> [CHALLENGE]: Copy every line of the data below word for word, without changing anything.

> [DATA TO PROCESS]:
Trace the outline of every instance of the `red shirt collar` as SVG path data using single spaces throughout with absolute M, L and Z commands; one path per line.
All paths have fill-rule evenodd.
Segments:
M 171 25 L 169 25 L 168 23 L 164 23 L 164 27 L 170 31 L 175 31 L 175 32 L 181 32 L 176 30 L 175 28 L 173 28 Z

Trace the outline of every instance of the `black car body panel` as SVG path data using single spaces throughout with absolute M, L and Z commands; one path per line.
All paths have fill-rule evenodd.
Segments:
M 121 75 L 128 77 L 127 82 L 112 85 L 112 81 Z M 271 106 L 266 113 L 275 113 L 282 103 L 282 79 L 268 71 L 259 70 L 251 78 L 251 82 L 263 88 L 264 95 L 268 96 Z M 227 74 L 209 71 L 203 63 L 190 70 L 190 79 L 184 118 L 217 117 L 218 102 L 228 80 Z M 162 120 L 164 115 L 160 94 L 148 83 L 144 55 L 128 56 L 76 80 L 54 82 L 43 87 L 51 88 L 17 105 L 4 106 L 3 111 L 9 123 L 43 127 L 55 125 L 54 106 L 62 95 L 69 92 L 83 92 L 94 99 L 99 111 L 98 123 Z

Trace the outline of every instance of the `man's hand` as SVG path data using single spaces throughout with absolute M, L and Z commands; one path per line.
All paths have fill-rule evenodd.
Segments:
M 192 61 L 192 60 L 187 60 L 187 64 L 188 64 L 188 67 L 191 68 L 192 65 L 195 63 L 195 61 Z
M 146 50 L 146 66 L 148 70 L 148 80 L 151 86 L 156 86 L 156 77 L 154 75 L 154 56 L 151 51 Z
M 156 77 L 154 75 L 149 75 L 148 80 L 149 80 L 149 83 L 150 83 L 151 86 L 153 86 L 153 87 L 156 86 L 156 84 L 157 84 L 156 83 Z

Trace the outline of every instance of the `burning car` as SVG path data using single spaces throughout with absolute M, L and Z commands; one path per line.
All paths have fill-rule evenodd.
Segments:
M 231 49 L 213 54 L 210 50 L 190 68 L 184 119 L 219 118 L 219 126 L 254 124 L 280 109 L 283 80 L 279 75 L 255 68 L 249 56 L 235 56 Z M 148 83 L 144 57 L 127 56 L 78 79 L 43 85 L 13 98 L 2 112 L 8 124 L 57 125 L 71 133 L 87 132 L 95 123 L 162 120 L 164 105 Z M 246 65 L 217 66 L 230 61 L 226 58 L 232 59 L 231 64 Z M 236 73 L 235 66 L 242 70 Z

> [RESPONSE TO THIS TASK]:
Trace the outline of every instance of the `red shirt collar` as SVG path data using single spaces throughout with absolute M, L and Z commands; one path per line.
All paths have fill-rule evenodd.
Segments:
M 171 25 L 169 25 L 168 23 L 164 23 L 164 27 L 170 31 L 175 31 L 175 32 L 181 32 L 176 30 L 175 28 L 173 28 Z

Trace the outline of every instance of the `black car body panel` as SVG path data using single spaces throughout with absolute M, L and Z commands; one path per line.
All paths have fill-rule evenodd.
Segments:
M 121 75 L 128 77 L 127 82 L 112 85 L 112 81 Z M 271 106 L 266 113 L 275 113 L 282 103 L 282 79 L 268 71 L 259 70 L 251 78 L 251 82 L 263 88 L 264 95 L 268 96 Z M 227 74 L 209 71 L 203 63 L 190 70 L 190 79 L 184 118 L 217 117 L 218 102 L 228 80 Z M 162 120 L 164 115 L 160 94 L 148 83 L 144 55 L 128 56 L 76 80 L 54 82 L 43 87 L 51 88 L 17 105 L 4 106 L 3 111 L 9 123 L 43 127 L 55 125 L 54 106 L 62 95 L 69 92 L 83 92 L 94 99 L 99 111 L 98 123 Z

Trace the outline of every instance of the `man's hand` as SVG path data using single spaces throughout with absolute M, L and Z commands; one path per line.
All paths have fill-rule evenodd.
Segments:
M 192 61 L 192 60 L 187 60 L 187 64 L 188 64 L 188 67 L 191 68 L 192 65 L 195 63 L 195 61 Z
M 146 50 L 146 66 L 148 70 L 148 80 L 151 86 L 156 86 L 156 77 L 154 75 L 154 56 L 151 51 Z
M 156 77 L 154 75 L 149 75 L 148 80 L 149 80 L 149 83 L 150 83 L 151 86 L 153 86 L 153 87 L 156 86 L 156 84 L 157 84 L 156 83 Z

Trace the outline of every instance of the `burning car` as SVG path data using single spaces throughout with absolute M, L and Z commands; one path per line.
All paths have fill-rule evenodd.
Segments:
M 231 49 L 213 54 L 210 50 L 190 68 L 184 119 L 219 118 L 219 126 L 254 124 L 280 109 L 283 80 L 279 75 L 255 68 L 249 56 L 235 56 Z M 148 83 L 144 57 L 127 56 L 78 79 L 43 85 L 13 98 L 2 112 L 8 124 L 57 125 L 71 133 L 87 132 L 95 123 L 162 120 L 164 105 Z M 246 65 L 217 66 L 230 61 L 226 58 L 232 59 L 231 64 Z M 236 73 L 235 66 L 242 70 Z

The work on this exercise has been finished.